Instruction 1
In the records, begin at the line that has "entry: woman's blonde hair" and stop after the line that has "M 669 162 L". Rewrite those lines with "blonde" changed to "blond", leaving everything else the same.

Passage given
Online also has become an important factor in marketing. Miller could not offer a precise marketing budget, saying only that “the marketing budget is a lot less than you would think.” However, she said the Department of Parks is now doing a lot of marketing using Facebook, Instagram and other online methods.

But even with all the gains, technology remains the biggest issue the Parks Department must address.

“We are making improvements there to many parks,” Holland said, “but Wi-Fi is the single biggest issue. At Lake Barkley, we have added repeater towers and brought internet into the park. We have a plan in place, but the parks are so scattered we have to deal with individual providers. AT&T has given us a lot of help in that regard, but it is a catch-22. The farther out in the wilderness the park is, the better people like it, but the farther out into the wilderness it is, the harder it is to get good (internet) coverage.”

Alcohol sales boost business

Another recent plus is the addition of alcohol sales at parks in “wet” counties where alcohol can legally be sold at restaurants.

“We began alcohol sales at five parks in wet counties,” said Gil Lawson, public information officer for Kentucky State Parks. “It has grown steadily every year.” (See chart on next page.)

“It is another amenity we can offer our guests,” Lawson said. “People used to bring alcohol for use in their rooms. Having a license allows us to do upscale booking for weddings and business retreats. Typically, they are out-of-town guests. We can provide the whole array of services.”

Being able to sell alcohol has particularly helped at the parks with golf courses, Lawson said.

The park managers have also used this new asset creatively to increase bookings. Many have created Friday- or Saturday-night events such as music concerts on their patio where people can listen to music and have a drink.

Learning from the pros

Personnel are always a key factor in business success, no less so when the business is run by the state.

“We brought in hotel professionals and put them in key positions,” Holland said. 

Miller elaborated: “As with any industry, when positions come open, as resort park managers retire, we have been looking to fill those positions with hoteliers. Managers at the state parks have to know more than just hotel management; they have to know golf courses and restaurants and alcohol sales. This is a newer skill set, but these individuals will help us move to the next level.”

Economic perspective

Hank Phillips is now president of the Kentucky Travel Industry Association, an industry trade group of which the Department of Parks and the Department of Tourism are members. Phillips served for five years as the deputy commissioner of the Kentucky Department of Travel and Tourism, and had several roles with the National Tour Association, including the association’s president.

Records provided
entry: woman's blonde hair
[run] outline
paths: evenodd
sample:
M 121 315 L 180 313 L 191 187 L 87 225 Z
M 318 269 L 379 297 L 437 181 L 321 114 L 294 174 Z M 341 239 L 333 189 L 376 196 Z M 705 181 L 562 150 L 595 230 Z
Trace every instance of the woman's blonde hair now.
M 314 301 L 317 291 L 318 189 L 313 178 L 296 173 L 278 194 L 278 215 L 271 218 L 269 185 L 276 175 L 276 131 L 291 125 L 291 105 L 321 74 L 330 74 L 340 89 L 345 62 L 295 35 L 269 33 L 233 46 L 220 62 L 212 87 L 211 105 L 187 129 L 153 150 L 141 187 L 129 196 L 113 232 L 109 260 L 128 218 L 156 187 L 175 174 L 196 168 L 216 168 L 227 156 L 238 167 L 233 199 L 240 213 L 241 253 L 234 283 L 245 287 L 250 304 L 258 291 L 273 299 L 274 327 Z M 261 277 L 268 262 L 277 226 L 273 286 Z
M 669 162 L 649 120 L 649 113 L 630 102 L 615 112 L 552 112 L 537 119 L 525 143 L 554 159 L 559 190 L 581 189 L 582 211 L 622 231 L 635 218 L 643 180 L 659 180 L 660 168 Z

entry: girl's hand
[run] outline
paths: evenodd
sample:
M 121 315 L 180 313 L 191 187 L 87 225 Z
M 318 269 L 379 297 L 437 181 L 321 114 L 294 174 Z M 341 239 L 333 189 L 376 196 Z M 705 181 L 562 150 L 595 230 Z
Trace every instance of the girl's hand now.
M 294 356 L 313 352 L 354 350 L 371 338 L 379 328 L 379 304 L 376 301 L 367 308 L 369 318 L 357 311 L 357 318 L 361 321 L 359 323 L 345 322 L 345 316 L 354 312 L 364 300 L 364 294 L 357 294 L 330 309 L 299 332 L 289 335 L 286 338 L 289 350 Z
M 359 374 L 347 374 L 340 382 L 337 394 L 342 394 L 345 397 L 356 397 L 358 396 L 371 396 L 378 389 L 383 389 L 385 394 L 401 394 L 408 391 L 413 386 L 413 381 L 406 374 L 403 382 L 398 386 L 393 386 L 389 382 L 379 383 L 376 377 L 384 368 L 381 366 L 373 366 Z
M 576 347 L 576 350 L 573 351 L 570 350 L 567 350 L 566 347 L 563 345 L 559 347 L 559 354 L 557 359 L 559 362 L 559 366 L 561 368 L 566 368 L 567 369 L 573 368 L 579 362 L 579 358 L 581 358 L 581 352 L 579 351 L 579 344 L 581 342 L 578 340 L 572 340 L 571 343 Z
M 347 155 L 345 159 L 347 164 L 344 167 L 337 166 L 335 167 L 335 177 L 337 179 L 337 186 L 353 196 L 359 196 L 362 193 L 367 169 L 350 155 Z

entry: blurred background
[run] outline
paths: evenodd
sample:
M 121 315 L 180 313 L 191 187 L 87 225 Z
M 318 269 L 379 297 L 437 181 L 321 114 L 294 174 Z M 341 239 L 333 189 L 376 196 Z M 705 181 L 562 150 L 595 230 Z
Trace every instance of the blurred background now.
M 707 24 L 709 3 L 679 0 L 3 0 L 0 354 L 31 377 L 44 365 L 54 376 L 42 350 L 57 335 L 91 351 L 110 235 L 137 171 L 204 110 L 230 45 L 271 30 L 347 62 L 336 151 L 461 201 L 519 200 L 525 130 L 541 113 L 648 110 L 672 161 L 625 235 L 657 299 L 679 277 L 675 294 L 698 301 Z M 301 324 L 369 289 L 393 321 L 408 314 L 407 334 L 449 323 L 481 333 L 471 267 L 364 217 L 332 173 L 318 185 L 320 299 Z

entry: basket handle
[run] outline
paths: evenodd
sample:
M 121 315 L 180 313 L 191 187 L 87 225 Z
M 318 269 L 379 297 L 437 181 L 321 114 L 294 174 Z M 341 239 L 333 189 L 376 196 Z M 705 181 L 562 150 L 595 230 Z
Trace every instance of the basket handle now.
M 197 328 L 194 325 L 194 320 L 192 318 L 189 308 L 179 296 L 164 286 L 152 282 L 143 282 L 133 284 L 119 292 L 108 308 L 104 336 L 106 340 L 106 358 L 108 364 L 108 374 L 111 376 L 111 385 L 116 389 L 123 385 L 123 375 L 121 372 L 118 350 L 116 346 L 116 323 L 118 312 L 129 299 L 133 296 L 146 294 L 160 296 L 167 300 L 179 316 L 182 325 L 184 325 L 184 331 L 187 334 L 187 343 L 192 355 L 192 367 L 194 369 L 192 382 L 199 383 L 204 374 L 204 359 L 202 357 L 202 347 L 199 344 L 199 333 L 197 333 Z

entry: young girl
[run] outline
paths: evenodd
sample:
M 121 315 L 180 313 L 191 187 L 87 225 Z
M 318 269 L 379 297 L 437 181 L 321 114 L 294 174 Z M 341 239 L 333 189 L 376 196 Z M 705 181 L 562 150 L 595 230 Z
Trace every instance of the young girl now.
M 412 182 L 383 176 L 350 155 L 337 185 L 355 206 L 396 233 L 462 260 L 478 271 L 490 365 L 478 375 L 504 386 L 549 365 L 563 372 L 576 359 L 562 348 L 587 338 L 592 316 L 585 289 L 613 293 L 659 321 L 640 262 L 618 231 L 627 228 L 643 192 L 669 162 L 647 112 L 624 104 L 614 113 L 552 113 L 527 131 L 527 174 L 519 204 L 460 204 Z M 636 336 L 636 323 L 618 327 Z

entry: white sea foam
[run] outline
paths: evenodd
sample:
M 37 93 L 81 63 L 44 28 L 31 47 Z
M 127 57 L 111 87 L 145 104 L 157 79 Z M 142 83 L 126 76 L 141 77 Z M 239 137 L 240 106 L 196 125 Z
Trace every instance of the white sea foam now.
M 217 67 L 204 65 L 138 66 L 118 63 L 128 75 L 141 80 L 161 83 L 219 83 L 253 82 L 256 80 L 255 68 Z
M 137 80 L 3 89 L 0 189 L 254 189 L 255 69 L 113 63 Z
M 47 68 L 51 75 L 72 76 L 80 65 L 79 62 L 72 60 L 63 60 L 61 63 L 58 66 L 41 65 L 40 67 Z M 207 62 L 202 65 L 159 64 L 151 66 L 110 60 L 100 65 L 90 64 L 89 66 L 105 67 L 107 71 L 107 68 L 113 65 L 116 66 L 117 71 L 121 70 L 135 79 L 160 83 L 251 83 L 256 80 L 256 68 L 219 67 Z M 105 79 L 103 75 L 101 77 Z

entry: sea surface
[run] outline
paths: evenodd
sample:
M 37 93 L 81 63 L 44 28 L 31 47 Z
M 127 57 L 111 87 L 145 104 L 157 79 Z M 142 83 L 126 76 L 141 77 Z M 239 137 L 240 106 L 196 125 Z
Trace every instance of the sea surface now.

==

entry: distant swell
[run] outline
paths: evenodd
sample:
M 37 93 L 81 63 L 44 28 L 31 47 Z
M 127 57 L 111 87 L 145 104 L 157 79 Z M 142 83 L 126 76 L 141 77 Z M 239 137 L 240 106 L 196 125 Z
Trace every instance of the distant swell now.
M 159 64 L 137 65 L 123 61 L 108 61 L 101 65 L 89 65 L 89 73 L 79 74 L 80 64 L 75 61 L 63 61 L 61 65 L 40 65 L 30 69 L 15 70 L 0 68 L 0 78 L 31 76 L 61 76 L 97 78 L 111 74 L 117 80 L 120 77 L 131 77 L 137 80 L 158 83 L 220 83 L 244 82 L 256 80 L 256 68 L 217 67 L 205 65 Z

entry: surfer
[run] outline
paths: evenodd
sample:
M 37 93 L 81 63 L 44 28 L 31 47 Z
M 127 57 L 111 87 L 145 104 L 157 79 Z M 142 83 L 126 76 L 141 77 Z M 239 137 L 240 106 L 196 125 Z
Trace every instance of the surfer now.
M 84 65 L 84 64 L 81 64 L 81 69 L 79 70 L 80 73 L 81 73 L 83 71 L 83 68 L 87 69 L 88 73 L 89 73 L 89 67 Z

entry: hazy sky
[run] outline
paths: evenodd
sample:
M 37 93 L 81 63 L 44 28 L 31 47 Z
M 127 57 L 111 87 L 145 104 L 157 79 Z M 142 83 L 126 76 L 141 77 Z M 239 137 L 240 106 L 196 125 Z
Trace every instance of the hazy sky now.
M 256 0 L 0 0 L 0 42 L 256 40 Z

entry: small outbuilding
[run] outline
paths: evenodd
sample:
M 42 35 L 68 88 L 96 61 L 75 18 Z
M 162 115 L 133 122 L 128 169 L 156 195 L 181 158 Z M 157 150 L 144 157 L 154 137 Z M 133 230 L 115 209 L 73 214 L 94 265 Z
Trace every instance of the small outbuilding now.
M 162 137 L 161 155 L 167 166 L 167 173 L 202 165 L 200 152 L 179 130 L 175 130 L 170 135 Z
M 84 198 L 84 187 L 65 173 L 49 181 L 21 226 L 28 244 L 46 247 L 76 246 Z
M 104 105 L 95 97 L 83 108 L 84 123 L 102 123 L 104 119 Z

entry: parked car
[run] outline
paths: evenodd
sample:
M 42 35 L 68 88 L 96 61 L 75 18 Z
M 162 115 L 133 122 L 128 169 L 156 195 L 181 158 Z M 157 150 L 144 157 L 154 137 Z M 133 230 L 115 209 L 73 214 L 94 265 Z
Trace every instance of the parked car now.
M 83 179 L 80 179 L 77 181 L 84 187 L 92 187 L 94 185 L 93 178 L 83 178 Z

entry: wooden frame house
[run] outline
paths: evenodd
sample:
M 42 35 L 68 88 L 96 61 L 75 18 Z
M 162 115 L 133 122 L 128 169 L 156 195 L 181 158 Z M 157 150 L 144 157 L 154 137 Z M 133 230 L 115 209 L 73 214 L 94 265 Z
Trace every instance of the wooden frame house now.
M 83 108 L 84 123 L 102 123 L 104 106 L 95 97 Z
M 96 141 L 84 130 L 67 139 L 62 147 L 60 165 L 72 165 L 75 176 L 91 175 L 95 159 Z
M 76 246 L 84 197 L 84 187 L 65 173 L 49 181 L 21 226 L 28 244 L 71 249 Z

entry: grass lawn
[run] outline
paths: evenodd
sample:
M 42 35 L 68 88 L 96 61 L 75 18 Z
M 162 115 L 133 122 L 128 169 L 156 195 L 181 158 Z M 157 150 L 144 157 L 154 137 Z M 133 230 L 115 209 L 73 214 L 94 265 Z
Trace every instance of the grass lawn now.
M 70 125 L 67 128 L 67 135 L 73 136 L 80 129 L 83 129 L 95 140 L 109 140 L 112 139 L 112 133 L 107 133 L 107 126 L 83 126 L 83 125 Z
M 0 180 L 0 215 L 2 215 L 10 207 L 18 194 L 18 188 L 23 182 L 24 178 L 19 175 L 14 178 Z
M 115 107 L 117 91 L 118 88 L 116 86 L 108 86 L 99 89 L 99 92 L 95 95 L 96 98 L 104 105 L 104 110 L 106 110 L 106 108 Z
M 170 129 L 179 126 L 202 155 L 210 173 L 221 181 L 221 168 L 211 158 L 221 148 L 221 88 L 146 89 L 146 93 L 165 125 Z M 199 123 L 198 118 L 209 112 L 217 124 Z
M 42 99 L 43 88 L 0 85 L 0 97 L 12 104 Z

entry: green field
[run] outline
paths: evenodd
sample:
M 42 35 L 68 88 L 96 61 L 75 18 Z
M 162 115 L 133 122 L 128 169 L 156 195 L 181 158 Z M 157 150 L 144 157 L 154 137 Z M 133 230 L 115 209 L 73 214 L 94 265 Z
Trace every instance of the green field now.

==

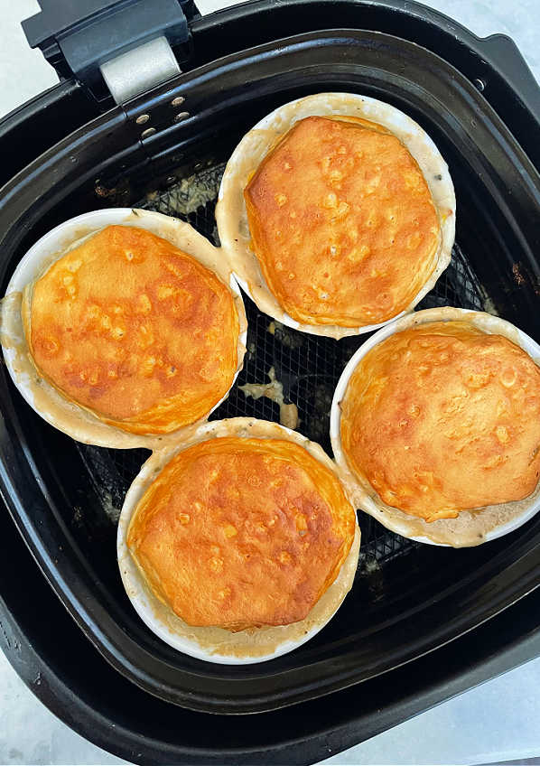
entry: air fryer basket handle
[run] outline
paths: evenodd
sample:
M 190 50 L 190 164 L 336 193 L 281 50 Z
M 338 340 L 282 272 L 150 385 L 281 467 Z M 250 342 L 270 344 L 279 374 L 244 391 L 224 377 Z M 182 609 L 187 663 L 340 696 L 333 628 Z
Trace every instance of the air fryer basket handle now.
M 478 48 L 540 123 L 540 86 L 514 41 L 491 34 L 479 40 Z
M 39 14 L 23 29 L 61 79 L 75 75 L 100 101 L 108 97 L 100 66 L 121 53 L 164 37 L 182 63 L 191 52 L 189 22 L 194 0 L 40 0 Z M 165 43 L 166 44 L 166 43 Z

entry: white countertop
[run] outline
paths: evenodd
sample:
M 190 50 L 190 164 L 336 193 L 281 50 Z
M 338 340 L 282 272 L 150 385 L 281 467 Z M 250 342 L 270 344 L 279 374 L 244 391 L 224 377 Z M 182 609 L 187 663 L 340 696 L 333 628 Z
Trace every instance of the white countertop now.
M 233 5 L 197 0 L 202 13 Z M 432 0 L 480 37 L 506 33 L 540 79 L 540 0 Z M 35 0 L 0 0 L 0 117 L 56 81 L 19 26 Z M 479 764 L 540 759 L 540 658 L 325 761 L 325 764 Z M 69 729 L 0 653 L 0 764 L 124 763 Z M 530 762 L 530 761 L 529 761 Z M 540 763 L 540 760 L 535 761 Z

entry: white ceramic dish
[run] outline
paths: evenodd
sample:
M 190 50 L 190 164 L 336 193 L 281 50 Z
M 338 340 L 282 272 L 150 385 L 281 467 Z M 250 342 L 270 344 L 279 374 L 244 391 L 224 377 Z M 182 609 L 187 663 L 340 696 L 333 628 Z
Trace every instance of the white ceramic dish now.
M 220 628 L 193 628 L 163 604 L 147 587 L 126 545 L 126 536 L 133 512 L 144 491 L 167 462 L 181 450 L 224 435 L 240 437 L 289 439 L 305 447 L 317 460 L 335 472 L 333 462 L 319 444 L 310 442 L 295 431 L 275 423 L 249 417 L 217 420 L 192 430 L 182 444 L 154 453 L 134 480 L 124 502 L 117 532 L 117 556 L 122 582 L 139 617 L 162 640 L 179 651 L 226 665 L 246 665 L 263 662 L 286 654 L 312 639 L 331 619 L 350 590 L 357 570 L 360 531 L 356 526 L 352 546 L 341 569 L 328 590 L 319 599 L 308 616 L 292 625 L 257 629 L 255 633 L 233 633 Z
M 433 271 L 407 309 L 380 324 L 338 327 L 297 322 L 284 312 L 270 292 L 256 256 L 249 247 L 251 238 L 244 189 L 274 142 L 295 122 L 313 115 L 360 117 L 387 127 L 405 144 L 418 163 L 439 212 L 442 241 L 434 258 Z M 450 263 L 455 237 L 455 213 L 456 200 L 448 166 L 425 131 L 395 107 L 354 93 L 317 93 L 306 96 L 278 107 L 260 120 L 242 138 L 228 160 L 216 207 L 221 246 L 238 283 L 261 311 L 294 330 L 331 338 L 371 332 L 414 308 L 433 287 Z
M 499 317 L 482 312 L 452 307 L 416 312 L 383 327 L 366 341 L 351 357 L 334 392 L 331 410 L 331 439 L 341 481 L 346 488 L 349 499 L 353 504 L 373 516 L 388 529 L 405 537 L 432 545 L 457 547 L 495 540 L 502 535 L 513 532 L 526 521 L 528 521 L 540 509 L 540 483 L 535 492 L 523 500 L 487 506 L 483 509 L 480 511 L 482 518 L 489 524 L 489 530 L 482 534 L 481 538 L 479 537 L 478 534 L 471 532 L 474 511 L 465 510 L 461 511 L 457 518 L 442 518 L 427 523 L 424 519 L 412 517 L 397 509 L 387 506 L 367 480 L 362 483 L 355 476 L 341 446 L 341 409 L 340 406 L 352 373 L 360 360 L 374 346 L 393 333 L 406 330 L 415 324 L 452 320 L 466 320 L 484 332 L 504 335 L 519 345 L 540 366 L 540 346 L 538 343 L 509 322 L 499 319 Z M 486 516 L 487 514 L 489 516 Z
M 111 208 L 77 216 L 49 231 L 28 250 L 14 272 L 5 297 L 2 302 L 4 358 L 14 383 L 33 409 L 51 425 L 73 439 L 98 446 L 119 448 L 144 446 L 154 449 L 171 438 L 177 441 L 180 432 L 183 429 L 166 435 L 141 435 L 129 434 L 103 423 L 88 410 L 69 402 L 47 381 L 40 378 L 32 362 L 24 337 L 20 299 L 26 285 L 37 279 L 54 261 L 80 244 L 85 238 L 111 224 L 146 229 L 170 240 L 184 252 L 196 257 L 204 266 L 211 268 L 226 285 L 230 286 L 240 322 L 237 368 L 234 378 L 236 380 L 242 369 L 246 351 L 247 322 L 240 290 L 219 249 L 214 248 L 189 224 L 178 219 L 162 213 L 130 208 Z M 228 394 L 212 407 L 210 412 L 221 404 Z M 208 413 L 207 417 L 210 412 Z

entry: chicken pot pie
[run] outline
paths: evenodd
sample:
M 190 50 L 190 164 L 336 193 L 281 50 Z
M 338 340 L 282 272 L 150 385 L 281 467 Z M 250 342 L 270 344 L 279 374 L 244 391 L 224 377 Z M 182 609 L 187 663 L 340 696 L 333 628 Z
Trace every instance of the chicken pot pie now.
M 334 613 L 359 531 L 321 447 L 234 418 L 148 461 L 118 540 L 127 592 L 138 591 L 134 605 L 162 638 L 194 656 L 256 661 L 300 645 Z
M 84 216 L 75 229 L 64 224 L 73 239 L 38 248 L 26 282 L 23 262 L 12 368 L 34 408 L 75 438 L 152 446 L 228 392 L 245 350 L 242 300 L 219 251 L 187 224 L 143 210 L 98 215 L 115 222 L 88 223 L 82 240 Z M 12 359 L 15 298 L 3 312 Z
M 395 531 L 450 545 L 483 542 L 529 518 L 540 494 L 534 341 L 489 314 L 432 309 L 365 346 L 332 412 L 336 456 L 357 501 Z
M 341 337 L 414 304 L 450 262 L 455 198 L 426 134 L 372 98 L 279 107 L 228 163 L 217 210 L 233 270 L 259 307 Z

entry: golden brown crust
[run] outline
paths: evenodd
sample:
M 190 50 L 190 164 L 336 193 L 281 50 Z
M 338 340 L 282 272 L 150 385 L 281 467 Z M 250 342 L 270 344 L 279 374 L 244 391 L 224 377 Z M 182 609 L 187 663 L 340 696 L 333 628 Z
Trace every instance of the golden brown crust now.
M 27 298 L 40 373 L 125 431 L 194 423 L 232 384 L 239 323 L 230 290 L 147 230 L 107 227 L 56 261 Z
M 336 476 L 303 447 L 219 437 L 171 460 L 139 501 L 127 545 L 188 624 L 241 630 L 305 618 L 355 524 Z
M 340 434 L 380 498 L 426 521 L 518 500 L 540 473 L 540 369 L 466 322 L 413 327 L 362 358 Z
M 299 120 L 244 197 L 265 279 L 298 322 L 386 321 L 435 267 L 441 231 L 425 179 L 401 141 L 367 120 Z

Instruction 2
According to the passage on Kentucky state parks, why is internet coverage a catch-22 for the parks?

Task answer 1
entry: woman's blond hair
[run] outline
paths: evenodd
sample:
M 121 315 L 180 313 L 191 187 L 87 225 Z
M 318 269 L 379 297 L 437 181 L 321 114 L 294 174 Z M 341 239 L 333 189 L 376 196 Z M 705 181 L 562 150 L 595 230 Z
Trace every instance of the woman's blond hair now.
M 314 301 L 317 291 L 318 189 L 313 178 L 296 173 L 278 194 L 278 215 L 271 218 L 269 185 L 276 175 L 276 131 L 291 125 L 291 105 L 321 74 L 330 74 L 340 89 L 345 62 L 295 35 L 269 33 L 233 46 L 220 62 L 212 87 L 211 105 L 187 129 L 153 150 L 141 187 L 129 196 L 113 232 L 109 260 L 128 218 L 156 187 L 175 174 L 196 168 L 216 168 L 227 156 L 238 167 L 233 199 L 240 213 L 241 253 L 234 283 L 245 287 L 250 304 L 258 291 L 273 299 L 274 327 Z M 261 277 L 268 262 L 277 226 L 273 286 Z
M 669 162 L 649 120 L 649 113 L 630 102 L 615 112 L 552 112 L 537 119 L 525 143 L 554 159 L 559 190 L 581 189 L 582 211 L 622 231 L 635 218 L 643 180 L 659 180 L 660 168 Z

Task answer 2
The farther out in the wilderness a park is, the better people like it. However, the farther out it is, the harder it is to get good internet coverage.